▸ What is expected
Return each line in the stored records below that contains the word "chair".

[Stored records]

....

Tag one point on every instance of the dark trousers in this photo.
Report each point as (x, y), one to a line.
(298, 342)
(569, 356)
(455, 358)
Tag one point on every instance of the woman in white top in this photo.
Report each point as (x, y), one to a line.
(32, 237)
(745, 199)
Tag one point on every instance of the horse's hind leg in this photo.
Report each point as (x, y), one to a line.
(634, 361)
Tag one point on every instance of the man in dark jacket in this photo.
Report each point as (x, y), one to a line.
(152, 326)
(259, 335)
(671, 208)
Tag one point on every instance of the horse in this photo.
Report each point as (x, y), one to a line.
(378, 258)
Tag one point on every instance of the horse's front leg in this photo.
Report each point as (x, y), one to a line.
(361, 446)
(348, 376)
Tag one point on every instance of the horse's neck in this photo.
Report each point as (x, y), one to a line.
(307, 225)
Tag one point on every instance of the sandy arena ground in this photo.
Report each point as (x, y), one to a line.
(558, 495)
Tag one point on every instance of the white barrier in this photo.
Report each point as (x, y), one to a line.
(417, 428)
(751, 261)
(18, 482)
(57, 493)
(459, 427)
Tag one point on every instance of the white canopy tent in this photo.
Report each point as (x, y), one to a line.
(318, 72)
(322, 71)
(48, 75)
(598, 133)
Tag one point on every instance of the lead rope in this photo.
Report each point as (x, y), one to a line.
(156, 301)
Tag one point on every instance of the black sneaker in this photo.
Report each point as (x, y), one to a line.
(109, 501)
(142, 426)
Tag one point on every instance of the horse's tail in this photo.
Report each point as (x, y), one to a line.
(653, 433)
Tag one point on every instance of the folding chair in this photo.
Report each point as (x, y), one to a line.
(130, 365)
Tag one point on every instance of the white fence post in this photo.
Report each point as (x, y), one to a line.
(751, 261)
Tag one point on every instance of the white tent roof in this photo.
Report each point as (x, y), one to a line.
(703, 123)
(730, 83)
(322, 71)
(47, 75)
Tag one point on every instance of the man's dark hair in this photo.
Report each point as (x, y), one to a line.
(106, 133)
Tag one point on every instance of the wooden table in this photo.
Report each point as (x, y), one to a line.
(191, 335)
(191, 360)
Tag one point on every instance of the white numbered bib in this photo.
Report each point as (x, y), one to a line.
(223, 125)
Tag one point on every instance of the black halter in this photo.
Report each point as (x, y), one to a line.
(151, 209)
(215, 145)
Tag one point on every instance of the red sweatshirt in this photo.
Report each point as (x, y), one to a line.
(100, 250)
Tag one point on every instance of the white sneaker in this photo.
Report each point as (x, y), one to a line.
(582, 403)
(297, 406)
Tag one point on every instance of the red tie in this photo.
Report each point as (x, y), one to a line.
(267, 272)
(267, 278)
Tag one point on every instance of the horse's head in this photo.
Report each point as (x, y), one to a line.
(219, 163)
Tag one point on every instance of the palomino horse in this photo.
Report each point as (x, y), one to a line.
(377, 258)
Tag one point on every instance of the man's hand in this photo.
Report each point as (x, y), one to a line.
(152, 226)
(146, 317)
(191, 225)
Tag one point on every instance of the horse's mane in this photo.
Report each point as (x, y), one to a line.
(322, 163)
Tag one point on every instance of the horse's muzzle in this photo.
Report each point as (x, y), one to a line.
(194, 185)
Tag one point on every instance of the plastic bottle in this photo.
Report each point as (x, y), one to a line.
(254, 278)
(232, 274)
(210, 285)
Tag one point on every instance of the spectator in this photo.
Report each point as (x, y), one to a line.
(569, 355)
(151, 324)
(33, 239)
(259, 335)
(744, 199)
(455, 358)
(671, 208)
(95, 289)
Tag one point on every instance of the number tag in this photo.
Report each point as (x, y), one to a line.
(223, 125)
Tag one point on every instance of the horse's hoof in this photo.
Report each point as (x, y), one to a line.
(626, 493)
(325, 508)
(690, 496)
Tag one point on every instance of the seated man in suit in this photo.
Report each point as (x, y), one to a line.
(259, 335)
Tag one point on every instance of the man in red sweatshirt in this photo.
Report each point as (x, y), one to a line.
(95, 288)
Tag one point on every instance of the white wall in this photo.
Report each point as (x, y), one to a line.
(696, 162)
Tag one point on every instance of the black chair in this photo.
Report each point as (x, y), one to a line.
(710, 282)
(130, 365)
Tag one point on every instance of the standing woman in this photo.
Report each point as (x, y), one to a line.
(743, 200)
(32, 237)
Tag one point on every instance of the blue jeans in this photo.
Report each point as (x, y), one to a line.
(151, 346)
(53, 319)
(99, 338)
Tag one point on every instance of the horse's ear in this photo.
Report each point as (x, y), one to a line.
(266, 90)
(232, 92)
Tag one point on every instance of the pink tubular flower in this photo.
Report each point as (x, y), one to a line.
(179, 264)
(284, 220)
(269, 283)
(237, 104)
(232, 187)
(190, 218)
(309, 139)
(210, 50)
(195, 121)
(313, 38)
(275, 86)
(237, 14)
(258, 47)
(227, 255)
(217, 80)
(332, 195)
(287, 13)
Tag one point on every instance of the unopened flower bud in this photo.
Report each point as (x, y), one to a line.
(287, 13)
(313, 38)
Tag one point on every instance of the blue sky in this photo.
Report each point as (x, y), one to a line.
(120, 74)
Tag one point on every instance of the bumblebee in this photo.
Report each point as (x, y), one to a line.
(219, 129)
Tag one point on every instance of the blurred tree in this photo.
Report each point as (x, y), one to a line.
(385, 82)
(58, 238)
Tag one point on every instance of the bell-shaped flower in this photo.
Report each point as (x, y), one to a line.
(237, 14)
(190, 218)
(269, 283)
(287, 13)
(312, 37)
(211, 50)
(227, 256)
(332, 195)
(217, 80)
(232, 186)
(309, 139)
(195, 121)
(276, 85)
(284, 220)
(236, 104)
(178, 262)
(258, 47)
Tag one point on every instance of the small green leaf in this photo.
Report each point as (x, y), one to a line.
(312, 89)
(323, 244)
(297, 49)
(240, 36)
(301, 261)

....

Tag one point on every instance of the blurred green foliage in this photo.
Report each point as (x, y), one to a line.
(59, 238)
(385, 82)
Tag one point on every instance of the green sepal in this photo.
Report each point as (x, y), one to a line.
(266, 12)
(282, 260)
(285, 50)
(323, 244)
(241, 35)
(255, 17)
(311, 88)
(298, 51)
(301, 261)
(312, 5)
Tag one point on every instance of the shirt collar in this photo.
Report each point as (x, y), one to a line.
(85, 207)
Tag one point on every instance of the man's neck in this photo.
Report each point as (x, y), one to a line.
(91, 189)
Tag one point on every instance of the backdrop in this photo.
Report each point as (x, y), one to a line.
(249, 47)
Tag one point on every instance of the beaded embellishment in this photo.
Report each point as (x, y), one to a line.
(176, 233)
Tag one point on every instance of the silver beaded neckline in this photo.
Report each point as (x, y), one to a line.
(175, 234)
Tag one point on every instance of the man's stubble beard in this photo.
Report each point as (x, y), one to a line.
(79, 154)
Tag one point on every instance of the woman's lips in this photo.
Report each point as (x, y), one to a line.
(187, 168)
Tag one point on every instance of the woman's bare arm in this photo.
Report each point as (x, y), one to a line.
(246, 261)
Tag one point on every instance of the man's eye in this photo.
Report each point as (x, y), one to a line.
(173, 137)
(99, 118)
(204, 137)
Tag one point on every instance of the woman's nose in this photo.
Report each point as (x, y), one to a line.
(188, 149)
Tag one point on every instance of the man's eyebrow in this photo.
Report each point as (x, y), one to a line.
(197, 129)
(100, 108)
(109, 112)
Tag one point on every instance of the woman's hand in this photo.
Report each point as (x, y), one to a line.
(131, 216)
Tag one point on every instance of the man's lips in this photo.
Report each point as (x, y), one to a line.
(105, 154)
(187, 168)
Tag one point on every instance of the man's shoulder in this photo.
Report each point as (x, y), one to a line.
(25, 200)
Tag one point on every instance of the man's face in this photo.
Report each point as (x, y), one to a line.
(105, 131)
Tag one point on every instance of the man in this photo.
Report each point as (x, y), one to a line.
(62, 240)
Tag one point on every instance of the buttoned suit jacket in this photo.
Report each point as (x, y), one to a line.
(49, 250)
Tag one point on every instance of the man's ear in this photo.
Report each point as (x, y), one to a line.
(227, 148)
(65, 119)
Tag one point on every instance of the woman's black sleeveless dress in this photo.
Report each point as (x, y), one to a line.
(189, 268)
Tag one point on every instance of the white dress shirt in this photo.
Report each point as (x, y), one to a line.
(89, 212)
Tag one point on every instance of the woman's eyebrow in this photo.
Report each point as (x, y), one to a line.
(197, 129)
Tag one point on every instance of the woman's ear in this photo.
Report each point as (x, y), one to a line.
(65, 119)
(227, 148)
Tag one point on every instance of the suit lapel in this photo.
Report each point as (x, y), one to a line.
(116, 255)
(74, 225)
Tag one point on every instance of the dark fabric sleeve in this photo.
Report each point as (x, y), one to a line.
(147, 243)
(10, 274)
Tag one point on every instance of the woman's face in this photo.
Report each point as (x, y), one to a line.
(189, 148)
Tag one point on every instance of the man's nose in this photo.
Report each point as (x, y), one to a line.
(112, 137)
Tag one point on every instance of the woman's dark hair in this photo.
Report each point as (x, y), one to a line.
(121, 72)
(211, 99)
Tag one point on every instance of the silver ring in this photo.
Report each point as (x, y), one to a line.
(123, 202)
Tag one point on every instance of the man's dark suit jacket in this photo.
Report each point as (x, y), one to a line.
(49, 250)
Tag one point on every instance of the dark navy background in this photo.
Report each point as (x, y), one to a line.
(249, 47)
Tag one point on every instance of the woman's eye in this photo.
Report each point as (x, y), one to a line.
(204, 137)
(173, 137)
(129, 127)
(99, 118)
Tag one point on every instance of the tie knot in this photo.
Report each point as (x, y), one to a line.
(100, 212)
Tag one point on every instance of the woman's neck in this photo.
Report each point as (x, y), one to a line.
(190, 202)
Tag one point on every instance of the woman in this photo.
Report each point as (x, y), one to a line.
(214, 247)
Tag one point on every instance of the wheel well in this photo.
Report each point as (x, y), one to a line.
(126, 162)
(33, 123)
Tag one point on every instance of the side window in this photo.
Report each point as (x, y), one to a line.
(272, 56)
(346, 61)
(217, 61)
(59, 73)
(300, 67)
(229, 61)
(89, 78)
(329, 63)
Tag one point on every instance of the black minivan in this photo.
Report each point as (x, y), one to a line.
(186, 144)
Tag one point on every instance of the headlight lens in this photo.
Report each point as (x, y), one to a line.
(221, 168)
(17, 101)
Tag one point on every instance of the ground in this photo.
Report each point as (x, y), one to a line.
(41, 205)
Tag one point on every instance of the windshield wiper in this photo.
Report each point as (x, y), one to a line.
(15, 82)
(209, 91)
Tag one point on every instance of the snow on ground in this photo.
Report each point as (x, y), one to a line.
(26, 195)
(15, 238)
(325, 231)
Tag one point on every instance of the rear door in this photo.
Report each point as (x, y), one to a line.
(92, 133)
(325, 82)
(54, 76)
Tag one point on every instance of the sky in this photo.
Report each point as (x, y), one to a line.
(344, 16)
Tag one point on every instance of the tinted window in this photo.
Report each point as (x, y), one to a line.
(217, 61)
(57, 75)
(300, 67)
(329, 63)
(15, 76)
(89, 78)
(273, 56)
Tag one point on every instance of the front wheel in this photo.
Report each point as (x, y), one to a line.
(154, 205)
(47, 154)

....

▸ Output below
Tag one point on every instance of the folding chair in this photo.
Tag one point on every instance of the black chair in this photo.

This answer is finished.